## WHAT TO PRODUCE
Copy out, from the data, each line containing the string "screen".

Items from a data source
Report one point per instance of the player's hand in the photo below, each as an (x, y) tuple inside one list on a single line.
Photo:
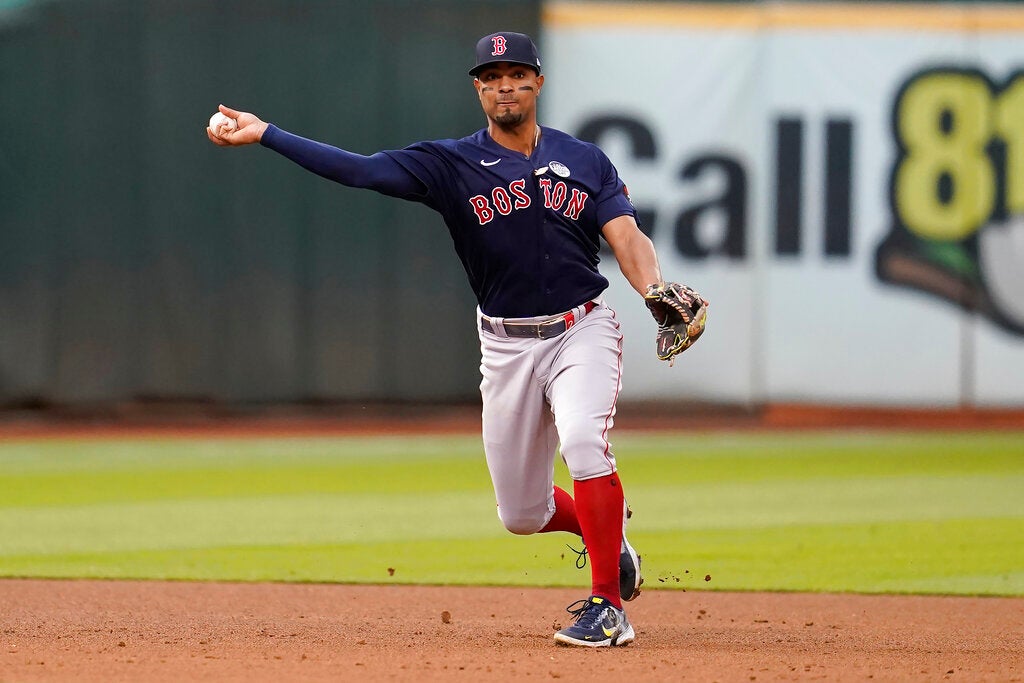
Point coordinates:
[(250, 129)]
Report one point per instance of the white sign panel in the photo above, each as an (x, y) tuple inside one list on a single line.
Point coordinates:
[(845, 184)]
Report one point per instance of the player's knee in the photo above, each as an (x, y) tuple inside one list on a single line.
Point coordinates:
[(586, 455)]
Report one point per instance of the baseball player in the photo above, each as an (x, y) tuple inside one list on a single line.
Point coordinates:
[(525, 207)]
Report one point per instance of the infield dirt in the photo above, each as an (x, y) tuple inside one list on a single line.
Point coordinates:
[(151, 631), (91, 631)]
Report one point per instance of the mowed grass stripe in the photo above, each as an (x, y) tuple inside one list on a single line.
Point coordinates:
[(863, 512)]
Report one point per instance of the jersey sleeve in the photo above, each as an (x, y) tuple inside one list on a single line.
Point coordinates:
[(431, 164), (379, 172), (613, 201)]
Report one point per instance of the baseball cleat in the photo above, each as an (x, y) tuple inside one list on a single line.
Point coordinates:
[(598, 624), (629, 566)]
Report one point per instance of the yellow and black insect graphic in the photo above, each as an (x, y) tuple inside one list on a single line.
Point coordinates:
[(956, 193)]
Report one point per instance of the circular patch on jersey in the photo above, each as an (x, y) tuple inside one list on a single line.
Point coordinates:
[(559, 169)]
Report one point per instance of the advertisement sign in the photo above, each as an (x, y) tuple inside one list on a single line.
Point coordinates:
[(844, 182)]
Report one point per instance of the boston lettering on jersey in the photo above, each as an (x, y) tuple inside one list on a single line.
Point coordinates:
[(505, 201), (526, 229)]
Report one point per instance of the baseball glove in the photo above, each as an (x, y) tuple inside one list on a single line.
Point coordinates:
[(680, 313)]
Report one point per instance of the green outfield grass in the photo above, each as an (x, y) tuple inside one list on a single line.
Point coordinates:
[(871, 512)]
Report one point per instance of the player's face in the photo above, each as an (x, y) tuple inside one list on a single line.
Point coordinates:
[(508, 92)]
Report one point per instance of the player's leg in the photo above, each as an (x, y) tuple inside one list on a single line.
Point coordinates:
[(519, 437), (583, 388)]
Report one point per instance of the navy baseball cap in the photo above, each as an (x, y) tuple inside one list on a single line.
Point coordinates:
[(515, 48)]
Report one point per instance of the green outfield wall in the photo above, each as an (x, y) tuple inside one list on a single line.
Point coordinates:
[(138, 260)]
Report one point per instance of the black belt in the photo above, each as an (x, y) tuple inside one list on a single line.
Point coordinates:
[(546, 329)]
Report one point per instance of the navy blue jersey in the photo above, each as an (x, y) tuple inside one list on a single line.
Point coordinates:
[(525, 228)]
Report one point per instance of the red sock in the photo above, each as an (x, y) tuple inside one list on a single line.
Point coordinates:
[(599, 508), (564, 518)]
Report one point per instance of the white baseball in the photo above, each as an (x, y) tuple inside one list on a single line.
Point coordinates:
[(222, 124)]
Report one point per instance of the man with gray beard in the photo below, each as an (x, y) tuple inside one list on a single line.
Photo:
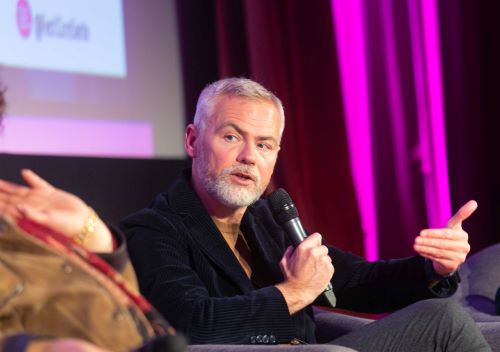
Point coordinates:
[(210, 256)]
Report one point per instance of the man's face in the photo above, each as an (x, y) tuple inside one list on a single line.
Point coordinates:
[(236, 152)]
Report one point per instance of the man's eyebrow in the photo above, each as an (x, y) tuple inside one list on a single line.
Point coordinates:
[(242, 132)]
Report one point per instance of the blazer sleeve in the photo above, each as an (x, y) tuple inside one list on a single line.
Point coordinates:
[(163, 259)]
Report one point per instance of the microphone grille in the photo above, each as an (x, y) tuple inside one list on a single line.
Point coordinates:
[(282, 206)]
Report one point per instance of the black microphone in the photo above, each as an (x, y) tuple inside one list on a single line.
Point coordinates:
[(287, 216)]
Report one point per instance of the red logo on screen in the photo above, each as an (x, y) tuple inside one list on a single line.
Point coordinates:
[(24, 18)]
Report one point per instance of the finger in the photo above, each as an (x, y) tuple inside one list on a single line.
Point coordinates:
[(34, 180), (284, 259), (441, 254), (10, 188), (443, 245), (450, 234), (463, 213), (32, 214)]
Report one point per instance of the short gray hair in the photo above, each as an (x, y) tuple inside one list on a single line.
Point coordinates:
[(235, 87)]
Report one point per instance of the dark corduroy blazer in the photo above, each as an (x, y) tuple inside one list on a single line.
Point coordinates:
[(186, 269)]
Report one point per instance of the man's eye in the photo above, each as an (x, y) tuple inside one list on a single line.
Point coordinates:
[(264, 146), (230, 138)]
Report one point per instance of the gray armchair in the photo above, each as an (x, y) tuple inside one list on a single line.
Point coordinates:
[(480, 276), (480, 280)]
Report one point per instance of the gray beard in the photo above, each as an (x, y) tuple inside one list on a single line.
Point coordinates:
[(229, 194)]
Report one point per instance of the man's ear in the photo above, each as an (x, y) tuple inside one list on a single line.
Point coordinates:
[(190, 140)]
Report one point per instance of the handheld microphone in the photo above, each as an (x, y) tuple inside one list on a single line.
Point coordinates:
[(287, 216)]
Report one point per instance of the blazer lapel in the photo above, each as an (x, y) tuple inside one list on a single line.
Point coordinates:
[(206, 234)]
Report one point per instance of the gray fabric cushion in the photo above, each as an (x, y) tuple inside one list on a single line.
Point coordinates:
[(480, 276)]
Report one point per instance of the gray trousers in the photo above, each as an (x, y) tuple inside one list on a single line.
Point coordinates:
[(430, 325)]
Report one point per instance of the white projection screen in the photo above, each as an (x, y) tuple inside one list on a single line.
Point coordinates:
[(91, 78)]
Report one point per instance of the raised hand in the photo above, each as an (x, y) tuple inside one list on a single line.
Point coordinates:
[(49, 206), (447, 247)]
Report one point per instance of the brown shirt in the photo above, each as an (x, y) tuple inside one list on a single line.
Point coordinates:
[(232, 234)]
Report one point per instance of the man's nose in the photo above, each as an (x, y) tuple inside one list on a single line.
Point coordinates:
[(247, 154)]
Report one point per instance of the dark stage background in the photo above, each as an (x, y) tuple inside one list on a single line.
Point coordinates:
[(290, 47)]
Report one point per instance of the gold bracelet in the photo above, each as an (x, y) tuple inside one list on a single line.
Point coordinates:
[(88, 228)]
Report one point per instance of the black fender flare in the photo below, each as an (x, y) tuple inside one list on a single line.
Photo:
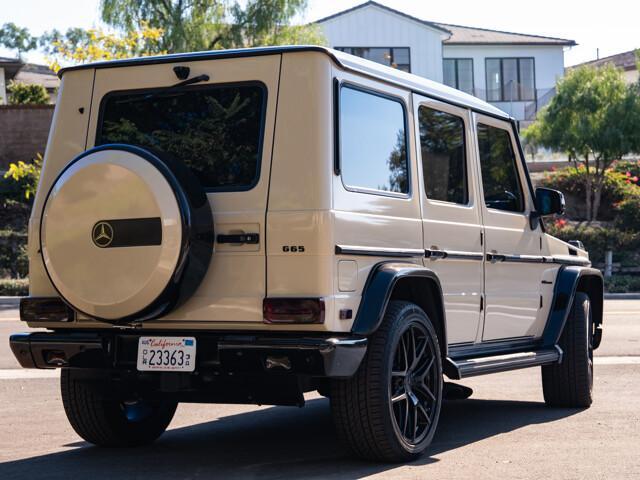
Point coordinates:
[(377, 291), (569, 280)]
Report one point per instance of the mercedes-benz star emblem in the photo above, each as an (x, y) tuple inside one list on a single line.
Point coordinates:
[(102, 234)]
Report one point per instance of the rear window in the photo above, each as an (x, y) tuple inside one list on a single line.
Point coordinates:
[(215, 130), (373, 142)]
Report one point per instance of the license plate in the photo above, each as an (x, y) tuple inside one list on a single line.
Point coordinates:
[(167, 354)]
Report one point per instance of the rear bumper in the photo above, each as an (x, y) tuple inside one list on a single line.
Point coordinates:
[(331, 356)]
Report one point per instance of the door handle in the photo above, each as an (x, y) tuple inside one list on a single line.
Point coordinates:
[(496, 257), (435, 254), (239, 238)]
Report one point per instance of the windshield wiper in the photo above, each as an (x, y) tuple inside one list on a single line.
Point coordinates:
[(162, 91)]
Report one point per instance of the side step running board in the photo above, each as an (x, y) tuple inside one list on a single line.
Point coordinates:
[(470, 367)]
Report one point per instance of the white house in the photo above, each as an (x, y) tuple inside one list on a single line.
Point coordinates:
[(515, 72)]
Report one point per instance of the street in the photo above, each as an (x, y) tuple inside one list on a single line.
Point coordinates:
[(503, 431)]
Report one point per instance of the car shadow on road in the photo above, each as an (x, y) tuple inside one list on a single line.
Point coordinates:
[(278, 442)]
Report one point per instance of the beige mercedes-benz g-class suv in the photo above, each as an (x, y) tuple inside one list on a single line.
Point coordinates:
[(245, 226)]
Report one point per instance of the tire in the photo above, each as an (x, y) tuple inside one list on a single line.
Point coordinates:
[(570, 383), (392, 392), (103, 420)]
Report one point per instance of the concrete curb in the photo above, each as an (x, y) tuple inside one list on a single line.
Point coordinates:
[(11, 301), (15, 301), (622, 296)]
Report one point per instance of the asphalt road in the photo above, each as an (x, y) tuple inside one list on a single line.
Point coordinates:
[(503, 431)]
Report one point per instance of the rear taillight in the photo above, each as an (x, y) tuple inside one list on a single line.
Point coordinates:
[(293, 310)]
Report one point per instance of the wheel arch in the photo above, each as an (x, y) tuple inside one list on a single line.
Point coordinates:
[(572, 279), (401, 281)]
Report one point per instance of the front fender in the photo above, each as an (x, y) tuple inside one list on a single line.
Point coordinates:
[(571, 279)]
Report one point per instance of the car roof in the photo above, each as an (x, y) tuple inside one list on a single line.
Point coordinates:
[(416, 83)]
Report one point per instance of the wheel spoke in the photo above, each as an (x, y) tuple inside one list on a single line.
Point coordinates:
[(422, 387), (406, 417), (413, 387), (426, 415), (427, 369), (399, 397), (415, 423), (418, 355)]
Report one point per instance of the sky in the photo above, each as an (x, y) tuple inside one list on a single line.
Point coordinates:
[(612, 26)]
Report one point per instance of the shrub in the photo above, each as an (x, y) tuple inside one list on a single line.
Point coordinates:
[(27, 94), (598, 239), (12, 287), (571, 182), (25, 177), (14, 261), (622, 284), (630, 169), (628, 214)]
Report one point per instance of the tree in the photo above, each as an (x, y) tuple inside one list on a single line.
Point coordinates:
[(27, 94), (17, 38), (595, 119), (27, 175), (81, 46), (193, 25)]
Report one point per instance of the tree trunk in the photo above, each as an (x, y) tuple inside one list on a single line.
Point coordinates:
[(588, 187), (597, 195)]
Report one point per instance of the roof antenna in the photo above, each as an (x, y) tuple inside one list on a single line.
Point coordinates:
[(181, 72)]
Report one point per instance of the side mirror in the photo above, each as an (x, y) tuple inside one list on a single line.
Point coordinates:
[(549, 202)]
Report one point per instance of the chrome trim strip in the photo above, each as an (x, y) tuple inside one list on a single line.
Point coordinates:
[(379, 251), (453, 255), (559, 260)]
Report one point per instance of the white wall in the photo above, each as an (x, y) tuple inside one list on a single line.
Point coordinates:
[(374, 27), (3, 88), (631, 76), (549, 67)]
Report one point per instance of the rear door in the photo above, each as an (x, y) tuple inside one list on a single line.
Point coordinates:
[(514, 267), (451, 221), (222, 129)]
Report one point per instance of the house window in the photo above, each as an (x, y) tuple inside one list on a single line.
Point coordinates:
[(458, 73), (510, 79), (399, 58)]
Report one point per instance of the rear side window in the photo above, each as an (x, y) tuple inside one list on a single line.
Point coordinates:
[(215, 130), (500, 182), (373, 143), (443, 156)]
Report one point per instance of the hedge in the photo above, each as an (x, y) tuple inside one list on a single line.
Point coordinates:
[(12, 287)]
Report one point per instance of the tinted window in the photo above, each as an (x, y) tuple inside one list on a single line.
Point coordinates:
[(499, 170), (373, 153), (215, 131), (458, 73), (443, 155)]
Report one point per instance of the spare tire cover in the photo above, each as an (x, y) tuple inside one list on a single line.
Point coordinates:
[(116, 233)]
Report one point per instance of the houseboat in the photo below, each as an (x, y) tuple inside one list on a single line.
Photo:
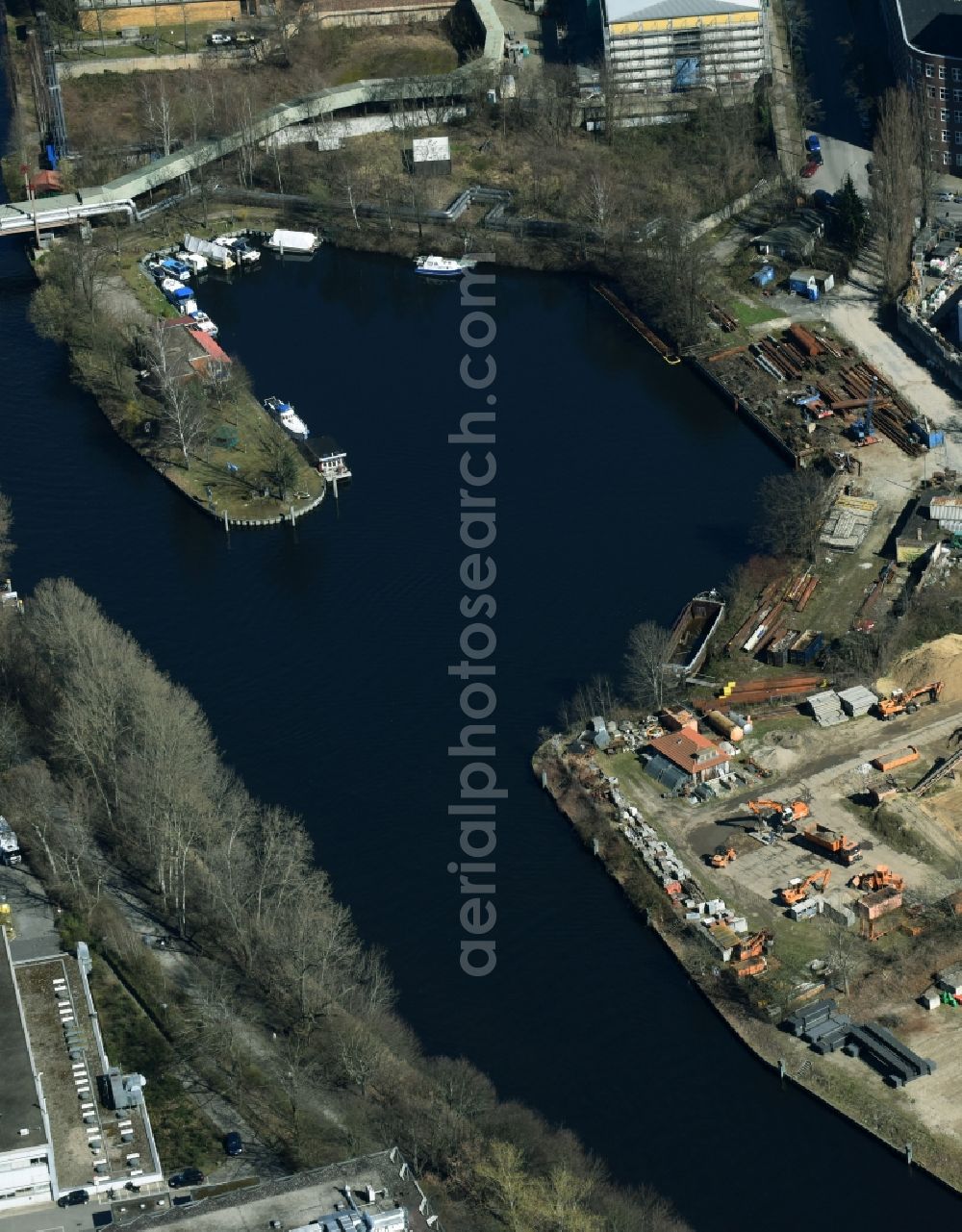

## RESULT OF THE EXERCISE
Report one point per instance of the red logo on screen in the photo above, each as an (x, y) tuple inside one list on a single line.
Report one point per instance of the white projection screen in the photo above, each as an (x, y) tuple inside one list on a single line.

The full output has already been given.